- Work task
Copy out every item below, putting "foreground clicks" wherever "positive clicks" appears. Keep everything else the same.

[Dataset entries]
-- Opening Marker --
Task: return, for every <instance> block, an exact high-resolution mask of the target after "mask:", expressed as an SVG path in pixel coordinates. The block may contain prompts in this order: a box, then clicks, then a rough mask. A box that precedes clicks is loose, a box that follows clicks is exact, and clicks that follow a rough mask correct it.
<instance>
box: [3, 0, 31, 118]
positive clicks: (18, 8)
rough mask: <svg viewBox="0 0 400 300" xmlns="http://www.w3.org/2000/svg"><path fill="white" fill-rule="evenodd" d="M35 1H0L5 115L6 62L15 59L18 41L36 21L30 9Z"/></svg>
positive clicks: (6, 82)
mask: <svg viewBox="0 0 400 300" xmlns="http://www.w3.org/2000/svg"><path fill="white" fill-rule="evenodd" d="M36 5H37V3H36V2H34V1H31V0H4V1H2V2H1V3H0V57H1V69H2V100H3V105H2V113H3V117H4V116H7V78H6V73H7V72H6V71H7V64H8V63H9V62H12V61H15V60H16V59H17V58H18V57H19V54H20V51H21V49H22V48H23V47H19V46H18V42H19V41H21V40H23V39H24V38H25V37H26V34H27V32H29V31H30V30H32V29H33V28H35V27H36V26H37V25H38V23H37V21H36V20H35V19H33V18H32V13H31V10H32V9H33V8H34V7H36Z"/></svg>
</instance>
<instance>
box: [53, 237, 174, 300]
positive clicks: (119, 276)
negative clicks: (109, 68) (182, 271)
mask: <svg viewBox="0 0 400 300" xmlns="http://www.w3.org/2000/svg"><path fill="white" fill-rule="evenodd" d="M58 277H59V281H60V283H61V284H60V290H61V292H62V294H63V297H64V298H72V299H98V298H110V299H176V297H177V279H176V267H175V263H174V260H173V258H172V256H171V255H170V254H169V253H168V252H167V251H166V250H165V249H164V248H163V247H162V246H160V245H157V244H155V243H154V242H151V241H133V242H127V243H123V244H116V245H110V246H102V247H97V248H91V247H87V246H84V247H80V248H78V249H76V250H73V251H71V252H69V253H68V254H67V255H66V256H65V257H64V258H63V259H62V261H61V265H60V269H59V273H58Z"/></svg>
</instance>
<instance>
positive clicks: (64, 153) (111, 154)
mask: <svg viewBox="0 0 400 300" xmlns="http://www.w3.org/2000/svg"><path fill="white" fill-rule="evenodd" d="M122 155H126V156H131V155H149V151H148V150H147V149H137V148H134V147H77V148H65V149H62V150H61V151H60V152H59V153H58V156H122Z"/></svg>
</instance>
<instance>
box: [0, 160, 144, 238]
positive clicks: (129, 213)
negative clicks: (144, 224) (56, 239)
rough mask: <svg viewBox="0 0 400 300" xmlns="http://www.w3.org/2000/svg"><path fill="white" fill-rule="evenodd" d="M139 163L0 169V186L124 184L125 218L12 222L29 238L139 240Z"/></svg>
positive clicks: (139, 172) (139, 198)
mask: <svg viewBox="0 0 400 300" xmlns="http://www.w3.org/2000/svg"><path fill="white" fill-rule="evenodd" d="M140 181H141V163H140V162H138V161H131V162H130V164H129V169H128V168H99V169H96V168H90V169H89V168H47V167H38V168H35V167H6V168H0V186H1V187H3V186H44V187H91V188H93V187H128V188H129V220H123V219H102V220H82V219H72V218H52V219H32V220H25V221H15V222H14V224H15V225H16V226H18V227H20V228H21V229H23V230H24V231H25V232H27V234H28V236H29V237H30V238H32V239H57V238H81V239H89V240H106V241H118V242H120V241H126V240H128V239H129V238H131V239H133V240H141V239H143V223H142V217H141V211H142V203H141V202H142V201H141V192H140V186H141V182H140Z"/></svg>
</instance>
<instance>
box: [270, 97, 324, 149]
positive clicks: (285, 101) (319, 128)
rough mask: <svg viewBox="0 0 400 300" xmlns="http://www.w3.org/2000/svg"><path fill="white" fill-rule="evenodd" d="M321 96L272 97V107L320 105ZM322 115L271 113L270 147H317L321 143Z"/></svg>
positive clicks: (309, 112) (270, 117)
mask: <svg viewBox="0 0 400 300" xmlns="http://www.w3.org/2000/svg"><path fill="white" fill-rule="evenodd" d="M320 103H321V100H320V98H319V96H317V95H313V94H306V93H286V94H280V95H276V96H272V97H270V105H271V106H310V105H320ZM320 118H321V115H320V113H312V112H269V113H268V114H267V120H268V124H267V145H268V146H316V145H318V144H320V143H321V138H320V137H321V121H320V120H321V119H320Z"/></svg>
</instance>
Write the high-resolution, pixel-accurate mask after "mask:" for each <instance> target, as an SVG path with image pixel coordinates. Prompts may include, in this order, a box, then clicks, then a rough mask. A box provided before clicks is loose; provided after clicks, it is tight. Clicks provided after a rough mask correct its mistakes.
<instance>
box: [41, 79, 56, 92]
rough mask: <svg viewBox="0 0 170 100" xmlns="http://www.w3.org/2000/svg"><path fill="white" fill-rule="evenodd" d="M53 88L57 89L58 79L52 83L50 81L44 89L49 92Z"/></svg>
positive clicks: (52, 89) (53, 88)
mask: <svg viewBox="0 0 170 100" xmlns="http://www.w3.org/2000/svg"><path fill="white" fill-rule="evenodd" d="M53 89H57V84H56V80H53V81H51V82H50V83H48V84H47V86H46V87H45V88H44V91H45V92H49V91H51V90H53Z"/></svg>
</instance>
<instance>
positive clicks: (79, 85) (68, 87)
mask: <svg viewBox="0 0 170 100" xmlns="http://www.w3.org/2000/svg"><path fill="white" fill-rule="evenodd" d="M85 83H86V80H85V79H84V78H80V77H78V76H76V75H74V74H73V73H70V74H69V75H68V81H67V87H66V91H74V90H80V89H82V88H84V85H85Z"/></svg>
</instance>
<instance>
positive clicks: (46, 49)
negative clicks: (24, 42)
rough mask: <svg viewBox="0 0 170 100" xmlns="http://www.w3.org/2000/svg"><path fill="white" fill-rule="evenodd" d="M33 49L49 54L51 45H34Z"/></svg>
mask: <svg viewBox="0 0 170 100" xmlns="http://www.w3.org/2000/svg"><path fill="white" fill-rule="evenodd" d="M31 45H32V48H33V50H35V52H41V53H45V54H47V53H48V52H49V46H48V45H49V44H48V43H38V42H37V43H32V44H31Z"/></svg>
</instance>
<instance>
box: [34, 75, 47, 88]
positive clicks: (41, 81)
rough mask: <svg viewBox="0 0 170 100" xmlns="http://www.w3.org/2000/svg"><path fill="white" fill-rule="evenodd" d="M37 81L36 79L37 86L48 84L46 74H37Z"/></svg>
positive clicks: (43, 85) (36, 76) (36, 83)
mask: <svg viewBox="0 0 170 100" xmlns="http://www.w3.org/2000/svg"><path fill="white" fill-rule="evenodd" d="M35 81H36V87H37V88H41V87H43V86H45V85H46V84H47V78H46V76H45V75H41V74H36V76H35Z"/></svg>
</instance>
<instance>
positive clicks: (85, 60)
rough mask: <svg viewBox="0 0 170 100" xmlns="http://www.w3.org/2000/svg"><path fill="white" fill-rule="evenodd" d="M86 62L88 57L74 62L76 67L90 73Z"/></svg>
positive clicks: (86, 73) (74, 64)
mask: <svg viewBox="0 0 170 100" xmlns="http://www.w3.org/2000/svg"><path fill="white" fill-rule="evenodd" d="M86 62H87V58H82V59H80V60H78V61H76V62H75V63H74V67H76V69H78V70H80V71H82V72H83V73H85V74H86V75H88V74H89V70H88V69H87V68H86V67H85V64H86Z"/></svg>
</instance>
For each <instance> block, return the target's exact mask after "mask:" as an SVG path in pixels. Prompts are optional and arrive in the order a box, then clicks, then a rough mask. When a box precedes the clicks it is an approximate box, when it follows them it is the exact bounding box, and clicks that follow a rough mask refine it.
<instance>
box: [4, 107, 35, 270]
-- Closing Marker --
- Exercise result
Task: return, for every <instance> block, an exact high-resolution mask of the target after "mask:", expressed as an SVG path in pixel coordinates. The block may contain prompts in this order: a box, then clicks, then a rough mask. A box that precedes clicks is loose, a box that follows clicks is exact, and clicks that follow a rough mask correct it.
<instance>
box: [3, 0, 31, 118]
foreground clicks: (18, 8)
rough mask: <svg viewBox="0 0 400 300" xmlns="http://www.w3.org/2000/svg"><path fill="white" fill-rule="evenodd" d="M35 1H0L5 115L6 62L15 59L18 41L36 21L30 9Z"/></svg>
foreground clicks: (6, 82)
mask: <svg viewBox="0 0 400 300" xmlns="http://www.w3.org/2000/svg"><path fill="white" fill-rule="evenodd" d="M36 5H37V3H36V2H34V1H31V0H4V1H2V2H1V3H0V57H1V69H2V100H3V105H2V113H3V117H4V116H7V78H6V73H7V72H6V71H7V64H8V63H9V62H12V61H15V60H16V59H17V58H18V57H19V54H20V51H21V49H22V48H23V47H19V46H18V42H19V41H21V40H23V39H24V38H25V37H26V34H27V32H29V31H30V30H32V29H33V28H35V27H36V26H37V25H38V23H37V21H36V20H35V19H33V18H32V13H31V10H32V9H33V8H34V7H36Z"/></svg>
</instance>
<instance>
box: [53, 237, 174, 300]
foreground clicks: (119, 276)
negative clicks: (109, 68) (182, 271)
mask: <svg viewBox="0 0 400 300" xmlns="http://www.w3.org/2000/svg"><path fill="white" fill-rule="evenodd" d="M58 277H59V281H60V283H61V284H60V290H61V292H62V294H63V297H64V298H72V299H98V298H110V299H176V297H177V279H176V267H175V263H174V260H173V258H172V256H171V255H170V254H169V253H168V252H167V251H166V250H165V249H164V248H163V247H162V246H160V245H157V244H155V243H154V242H151V241H133V242H127V243H123V244H116V245H110V246H102V247H97V248H91V247H87V246H84V247H80V248H78V249H76V250H73V251H71V252H69V253H68V254H67V255H66V256H65V257H64V258H63V259H62V261H61V265H60V269H59V273H58Z"/></svg>
</instance>
<instance>
foreground clicks: (64, 153) (111, 154)
mask: <svg viewBox="0 0 400 300" xmlns="http://www.w3.org/2000/svg"><path fill="white" fill-rule="evenodd" d="M122 155H126V156H131V155H149V151H148V150H147V149H137V148H134V147H77V148H65V149H62V150H61V151H60V152H59V153H58V156H122Z"/></svg>
</instance>
<instance>
box: [0, 160, 144, 238]
foreground clicks: (129, 213)
negative clicks: (144, 224) (56, 239)
rough mask: <svg viewBox="0 0 400 300" xmlns="http://www.w3.org/2000/svg"><path fill="white" fill-rule="evenodd" d="M139 163L0 169V186L124 184L125 218L12 222L29 238L139 240Z"/></svg>
foreground clicks: (139, 172) (139, 198)
mask: <svg viewBox="0 0 400 300" xmlns="http://www.w3.org/2000/svg"><path fill="white" fill-rule="evenodd" d="M140 181H141V163H140V162H138V161H131V162H130V164H129V169H128V168H99V169H96V168H90V169H89V168H47V167H38V168H35V167H6V168H0V186H1V187H3V186H44V187H91V188H93V187H128V188H129V220H123V219H102V220H82V219H72V218H52V219H32V220H25V221H15V222H14V224H15V225H16V226H18V227H20V228H21V229H23V230H24V231H25V232H27V234H28V236H29V237H30V238H32V239H57V238H81V239H89V240H106V241H118V242H120V241H126V240H128V239H129V238H131V239H133V240H141V239H143V223H142V217H141V211H142V203H141V202H142V201H141V192H140V186H141V182H140Z"/></svg>
</instance>
<instance>
box: [270, 97, 324, 149]
foreground clicks: (285, 101) (319, 128)
rough mask: <svg viewBox="0 0 400 300" xmlns="http://www.w3.org/2000/svg"><path fill="white" fill-rule="evenodd" d="M321 96L272 97V107L320 105ZM322 115L271 113L270 147H317L321 143Z"/></svg>
foreground clicks: (309, 112) (270, 117)
mask: <svg viewBox="0 0 400 300" xmlns="http://www.w3.org/2000/svg"><path fill="white" fill-rule="evenodd" d="M320 103H321V100H320V98H319V96H317V95H313V94H306V93H286V94H280V95H276V96H272V97H270V105H271V106H310V105H320ZM320 118H321V115H320V113H312V112H269V113H268V114H267V120H268V124H267V145H268V146H316V145H318V144H320V143H321V138H320V137H321V121H320V120H321V119H320Z"/></svg>
</instance>
Write the high-resolution, pixel-accurate mask after "mask:" for each <instance> target, as an SVG path with image pixel coordinates. Prompts may include, in this order, a box, then clicks, then a rough mask. A box provided before clicks is loose; provided after clicks, it is tight. Clicks provided after a rough mask correct its mistakes.
<instance>
box: [41, 79, 56, 92]
rough mask: <svg viewBox="0 0 170 100" xmlns="http://www.w3.org/2000/svg"><path fill="white" fill-rule="evenodd" d="M53 88L57 89L58 79L52 83L50 81L44 89L49 92Z"/></svg>
foreground clicks: (52, 89) (53, 88)
mask: <svg viewBox="0 0 170 100" xmlns="http://www.w3.org/2000/svg"><path fill="white" fill-rule="evenodd" d="M53 89H57V84H56V80H53V81H51V82H50V83H48V84H47V86H46V87H45V88H44V91H45V92H49V91H51V90H53Z"/></svg>
</instance>
<instance>
foreground clicks: (79, 85) (68, 87)
mask: <svg viewBox="0 0 170 100" xmlns="http://www.w3.org/2000/svg"><path fill="white" fill-rule="evenodd" d="M85 83H86V80H85V79H84V78H80V77H78V76H76V75H74V74H73V73H70V74H69V75H68V81H67V87H66V91H74V90H80V89H82V88H84V85H85Z"/></svg>
</instance>
<instance>
foreground clicks: (46, 49)
negative clicks: (24, 42)
rough mask: <svg viewBox="0 0 170 100" xmlns="http://www.w3.org/2000/svg"><path fill="white" fill-rule="evenodd" d="M33 49L49 54L51 45H34Z"/></svg>
mask: <svg viewBox="0 0 170 100" xmlns="http://www.w3.org/2000/svg"><path fill="white" fill-rule="evenodd" d="M31 45H32V48H33V50H35V52H41V53H45V54H47V53H48V52H49V46H48V45H49V44H48V43H38V42H37V43H32V44H31Z"/></svg>
</instance>
<instance>
box: [34, 75, 47, 88]
foreground clicks: (41, 81)
rough mask: <svg viewBox="0 0 170 100" xmlns="http://www.w3.org/2000/svg"><path fill="white" fill-rule="evenodd" d="M37 81L36 79L37 86L48 84L46 74H37Z"/></svg>
foreground clicks: (43, 85) (36, 76) (36, 83)
mask: <svg viewBox="0 0 170 100" xmlns="http://www.w3.org/2000/svg"><path fill="white" fill-rule="evenodd" d="M35 81H36V87H37V88H41V87H43V86H45V85H46V84H47V78H46V76H45V75H41V74H36V76H35Z"/></svg>
</instance>
<instance>
foreground clicks: (85, 60)
rough mask: <svg viewBox="0 0 170 100" xmlns="http://www.w3.org/2000/svg"><path fill="white" fill-rule="evenodd" d="M86 62L88 57L74 62L76 67L90 73Z"/></svg>
foreground clicks: (86, 73) (74, 64)
mask: <svg viewBox="0 0 170 100" xmlns="http://www.w3.org/2000/svg"><path fill="white" fill-rule="evenodd" d="M86 62H87V58H82V59H80V60H78V61H76V62H75V63H74V67H76V69H78V70H80V71H82V72H83V73H85V74H86V75H88V74H89V70H88V69H87V68H86V67H85V64H86Z"/></svg>
</instance>
For each <instance> block, return the target's exact mask after "mask:" as an SVG path in pixels. Prompts are optional and arrive in the order a box, then clicks, then a rough mask. When a box precedes the clicks it is an approximate box, when it follows them it is the exact bounding box, and clicks that follow a rough mask refine it.
<instance>
box: [4, 107, 35, 270]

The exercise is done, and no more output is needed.